TEXTO EXTRAÍDO:
┏━━
Olivera sospecha de la diligencia del intruso, pero pronto se convence de
que es un mal menor. Y en una de esas largas noches de guardia, que Trapero
retrata sin sordina, Sosa y Olivera se enamoran en un café de estación de
servicio, contando los autos que pasan en rojo.
Pero la labor del
Carancho no se limita a cazar accidentes sino también, en un giro que otorga
al personaje de Darín una ambigüedad fascinante, a provocarlos, contratando
a personas con necesidad de dinero fácil para tener un “accidente”. En esta
comunión aparentemente contradictoria de accidente planificado o realidad
simulada radica la clave del cine de Trapero, cuya impresión de realismo
está íntimamente ligada a su capacidad fabulatoria. Sirva como ejemplo el
caso de “carancho”, término repetido por todos los personajes para referirse
a Sosa y que como espectadores tomamos inmediatamente como verdadero, pero
que fue inventado por el realizador, según aclaró en alguna entrevista.
El mundo que
describe Carancho es el de la corrupción colándose en los
intersticios de un sistema debilitado y enfermo. En ese panorama desolador,
de faroles de luz amarillenta que proyectas sombras de cine negro sobre las
calles de tierra del conurbano, la posibilidad de felicidad existe en esa
unión fortuita de doctora novata y abogado chanta en busca de redención. Y
ese paraíso recuperado es un espacio concreto, el departamento de Olivera,
al cual se accede exclusivamente por corte y elipsis, como quien retorna de
la Tierra de los Muertos con la promesa de nunca mirar para atrás. Y de él
se sale por un ascensor que es, en realidad, siempre “descensor”, una
especie de antesala de intimidad al infierno nuestro de cada día. En
Carancho la única forma de escape es el crimen y la fuga, como sucedía
en el cine del último gran director de género de nuestro medio, Fabián
Bielinsky (de hecho, sólo el autor de Nueve reinas y El aura
pudo descifrar la inmensa oscuridad que puede alcanzar Darín, ahora
resurgida en Carancho).
Pero la novedad
más notable de este film con respecto a los anteriores de Trapero, más allá
de esa pátina clásica diseñada a partir de actores profesionales en los
protagónicos y una estructura típicamente noir, es una puesta en escena que
privilegia la cámara en mano y la cercanía carnal con los personajes sobre
los planos generales más “contextuales” que dominaban sus primeros films.
Esto tiene, en principio, dos consecuencias notables: en primer lugar,
Carancho es su film más emotivo e intenso, y, tal vez por eso, el más
“accesible” y, a priori, masivo, como lo confirman las cifras de su primera
semana en cartel. Pero además le otorga una movilidad fundada en un uso casi
virtuoso del plano secuencia, de una perfecta y secreta coreografía, con un
pie en el cine de los hermanos Dardenne y el otro en la espontaneidad de lo
marginal del programa televisivo “Policías en acción”. En Carancho
Trapero logra –¡por fin!– hacer cine de género efectivo y estructuralmente
irreprochable reafirmando, a la vez, su más radical individualidad.
┗━━
EXTRACTOS DE LÍNEAS:
┏━━
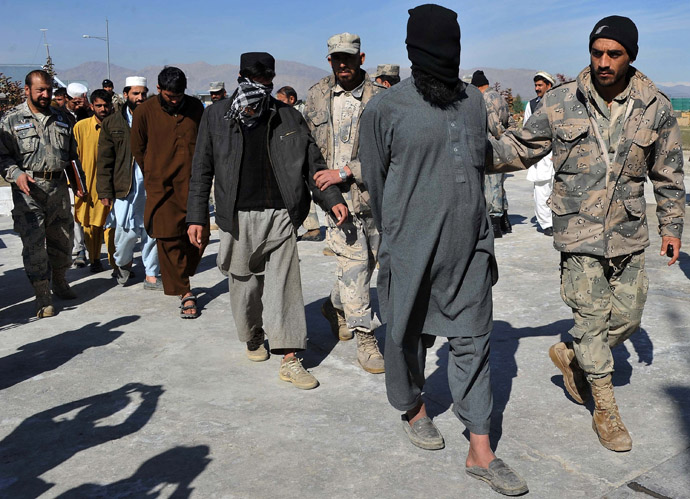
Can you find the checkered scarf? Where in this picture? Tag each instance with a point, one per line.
(249, 94)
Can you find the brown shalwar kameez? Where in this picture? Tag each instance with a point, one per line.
(163, 146)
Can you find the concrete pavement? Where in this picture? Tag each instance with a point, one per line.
(118, 397)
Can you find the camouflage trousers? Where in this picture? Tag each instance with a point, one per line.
(45, 224)
(356, 245)
(607, 296)
(495, 194)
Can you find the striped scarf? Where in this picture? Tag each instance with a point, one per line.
(249, 94)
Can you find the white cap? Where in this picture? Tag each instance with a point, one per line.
(76, 90)
(135, 81)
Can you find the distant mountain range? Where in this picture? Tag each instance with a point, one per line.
(300, 76)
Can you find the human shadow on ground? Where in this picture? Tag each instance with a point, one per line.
(177, 467)
(321, 340)
(515, 219)
(642, 346)
(207, 295)
(49, 438)
(505, 341)
(684, 263)
(50, 353)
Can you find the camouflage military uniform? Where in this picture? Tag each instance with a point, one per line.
(601, 158)
(498, 120)
(42, 147)
(333, 117)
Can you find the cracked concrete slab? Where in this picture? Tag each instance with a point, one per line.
(118, 397)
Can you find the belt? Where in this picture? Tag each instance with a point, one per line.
(48, 175)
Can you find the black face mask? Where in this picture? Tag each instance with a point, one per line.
(168, 108)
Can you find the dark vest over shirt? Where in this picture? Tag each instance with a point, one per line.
(258, 188)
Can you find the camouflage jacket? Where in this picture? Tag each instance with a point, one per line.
(27, 146)
(317, 113)
(598, 203)
(498, 114)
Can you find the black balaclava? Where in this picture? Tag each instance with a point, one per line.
(618, 28)
(433, 42)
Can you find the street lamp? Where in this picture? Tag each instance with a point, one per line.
(106, 39)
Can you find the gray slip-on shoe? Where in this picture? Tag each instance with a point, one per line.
(423, 433)
(500, 477)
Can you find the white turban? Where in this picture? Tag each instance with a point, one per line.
(135, 81)
(76, 90)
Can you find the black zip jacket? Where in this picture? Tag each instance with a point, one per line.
(293, 154)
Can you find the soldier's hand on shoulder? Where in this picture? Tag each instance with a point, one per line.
(670, 246)
(24, 182)
(340, 213)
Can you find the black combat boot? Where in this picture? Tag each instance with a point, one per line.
(496, 224)
(505, 223)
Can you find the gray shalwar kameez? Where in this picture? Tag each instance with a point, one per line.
(259, 256)
(424, 168)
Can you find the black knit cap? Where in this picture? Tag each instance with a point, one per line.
(433, 42)
(478, 79)
(618, 28)
(249, 59)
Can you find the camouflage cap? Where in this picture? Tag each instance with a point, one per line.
(387, 70)
(344, 42)
(546, 76)
(216, 86)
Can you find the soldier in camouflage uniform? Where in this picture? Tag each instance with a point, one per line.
(333, 109)
(387, 75)
(498, 120)
(608, 130)
(36, 148)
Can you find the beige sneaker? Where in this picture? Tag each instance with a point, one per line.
(368, 353)
(336, 319)
(256, 351)
(291, 370)
(44, 300)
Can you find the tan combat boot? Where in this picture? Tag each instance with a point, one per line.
(606, 421)
(368, 353)
(336, 319)
(563, 357)
(60, 286)
(44, 300)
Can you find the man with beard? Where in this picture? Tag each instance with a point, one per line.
(498, 120)
(264, 159)
(77, 103)
(117, 100)
(120, 185)
(334, 107)
(217, 91)
(163, 137)
(608, 130)
(60, 97)
(36, 150)
(541, 173)
(88, 211)
(422, 150)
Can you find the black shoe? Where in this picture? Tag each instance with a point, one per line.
(496, 224)
(80, 260)
(505, 223)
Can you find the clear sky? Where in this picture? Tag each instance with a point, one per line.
(500, 33)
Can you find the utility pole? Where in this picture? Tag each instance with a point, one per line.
(106, 39)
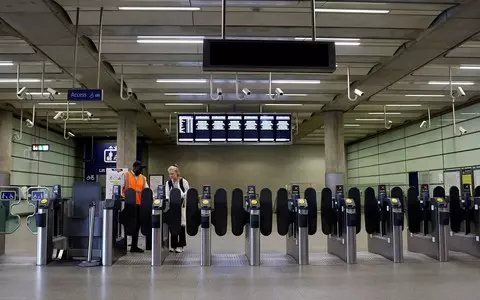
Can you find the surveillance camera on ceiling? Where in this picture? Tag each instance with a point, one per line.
(59, 115)
(52, 91)
(358, 92)
(29, 123)
(22, 92)
(246, 91)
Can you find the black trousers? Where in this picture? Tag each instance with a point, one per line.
(135, 233)
(178, 240)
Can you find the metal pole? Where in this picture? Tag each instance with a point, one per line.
(314, 22)
(224, 5)
(100, 38)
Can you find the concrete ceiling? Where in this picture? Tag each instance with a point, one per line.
(392, 55)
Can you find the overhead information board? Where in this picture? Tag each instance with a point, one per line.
(205, 128)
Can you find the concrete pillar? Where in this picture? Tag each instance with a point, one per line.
(126, 139)
(334, 149)
(5, 157)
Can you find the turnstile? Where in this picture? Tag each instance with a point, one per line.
(341, 221)
(384, 223)
(296, 219)
(254, 216)
(464, 221)
(428, 222)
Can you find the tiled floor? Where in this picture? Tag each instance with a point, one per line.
(372, 278)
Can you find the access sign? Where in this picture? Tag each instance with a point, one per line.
(85, 95)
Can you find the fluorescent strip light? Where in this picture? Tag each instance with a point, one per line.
(429, 96)
(328, 39)
(470, 67)
(56, 103)
(352, 11)
(164, 8)
(296, 81)
(183, 104)
(388, 113)
(185, 94)
(403, 105)
(283, 104)
(170, 41)
(181, 81)
(453, 82)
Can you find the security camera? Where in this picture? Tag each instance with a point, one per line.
(52, 91)
(29, 123)
(246, 92)
(358, 92)
(59, 115)
(22, 92)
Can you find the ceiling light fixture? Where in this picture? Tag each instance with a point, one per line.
(352, 11)
(403, 105)
(185, 94)
(183, 104)
(453, 82)
(380, 113)
(164, 8)
(181, 81)
(426, 95)
(296, 81)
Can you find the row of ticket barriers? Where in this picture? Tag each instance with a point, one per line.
(436, 224)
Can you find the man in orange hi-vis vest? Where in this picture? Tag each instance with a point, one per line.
(135, 180)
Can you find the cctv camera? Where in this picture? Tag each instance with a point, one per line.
(52, 91)
(29, 123)
(358, 92)
(246, 92)
(59, 115)
(22, 92)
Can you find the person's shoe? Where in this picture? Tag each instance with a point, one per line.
(136, 250)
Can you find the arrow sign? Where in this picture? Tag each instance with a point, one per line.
(85, 95)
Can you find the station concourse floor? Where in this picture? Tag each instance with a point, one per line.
(369, 279)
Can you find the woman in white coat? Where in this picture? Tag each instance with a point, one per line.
(178, 241)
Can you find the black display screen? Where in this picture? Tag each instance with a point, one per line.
(205, 128)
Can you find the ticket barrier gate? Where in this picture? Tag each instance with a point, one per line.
(202, 214)
(254, 216)
(464, 221)
(384, 222)
(341, 221)
(428, 222)
(297, 219)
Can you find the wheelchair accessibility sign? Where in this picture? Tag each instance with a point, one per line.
(110, 154)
┗━━
PREGUNTAS DE COMPRENSIÓN:
**a)** Responde estas preguntas según el texto sobre Carancho:
(i) ¿En qué lugar se enamoran Sosa y Olivera?
(ii) ¿Quién inventó el término "carancho"?
(iii) ¿Qué dos películas se mencionan como obra de Fabián Bielinsky?
**b)** Transcribe sin cambios el pasaje del texto sobre Carancho que empieza con las palabras "Olivera sospecha de" y termina con "pasan en rojo.".

RESPUESTAS ESCRITAS:
**a)**
(i) En un café de estación de servicio.
(ii) El realizador, Trapero.
(iii) Nueve reinas y El aura.

**b)**
Olivera sospecha de la diligencia del intruso, pero pronto se convence de
que es un mal menor. Y en una de esas largas noches de guardia, que Trapero
retrata sin sordina, Sosa y Olivera se enamoran en un café de estación de
servicio, contando los autos que pasan en rojo.